本文 |
こんにちは、株式会社ドローンエンタープライズ 代表の早川(@hayakawa_drone)です。
「ドローンって第三者の上空を飛行させていいのですか?」
ドローンを始めていくとそのような疑問が出てくると思います。航空法や飛行許可要件を調べていくと、しきりに「第三者の上空」という言葉が目に入ってきますからね。
多くの人が引っかかりやすく、勘違いが起きやすい「第三者の上空」。
今回のブログ記事では…
- ドローンは第三者の上空を飛行できるのか?
- 具体的に第三者に関わる法律や許可要件は何なのか?
- どうすれば第三者の上空を飛行できるのか?
この3点中心に「第三者の上空」を法律面から解説していき、さらにモラル・安全性などを考慮した見解を執筆します。
できる限りリアルに、法律や許可要件を交えて、しっかりとお伝えします。
この情報を知らずにまた、第三者の上空を飛行している映像が世の中に公開されれば、それが証拠物件になりえるので十分に気をつけましょう。

提供情報 |
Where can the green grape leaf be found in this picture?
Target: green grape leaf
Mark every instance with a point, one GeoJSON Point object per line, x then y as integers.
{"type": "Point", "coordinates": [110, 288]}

課題の指示 | ドローンで第三者の上空を飛ぶことを扱った本文の続きを、最後の文の後から書き進めてください。

解答 |
このページに書いてあること
ドローンは第三者の上空を飛行できるのか?
結論から書きます。
重量200g以上のドローンは第三者の上空は飛行できません。99.99%の割合でNGです。
理由は3つです。
- 航空法の「飛行前確認」にて、飛行経路に第三者がいないことを確認しなければならないため
- 飛行許可条件に「第三者の上空は禁止」しているため
- 墜落や操縦ミスによる第三者への安全性が大きく損なわれるため
ドローンは空中を飛ぶものであり、当然ですが重力がある限り墜落します。危険性はあるものは必ず制限があります。
上記3つについて、順を追って解説していきます。
ドローンが第三者の上空で飛行できない3つの理由
なぜ第三者の上空をドローンが飛行できないのか?を法律や許可条件、そしてモラルを含めて書きますね。
少し長いですが、熟読いただければと思います。
理由01. 航空法 第132条の2第2号の「飛行前確認」があるから
まず法律でドローンを飛行する際に「飛行前確認」をすることが決められています。
2019年9月18日付けで航空法の一部が改正、追加されました。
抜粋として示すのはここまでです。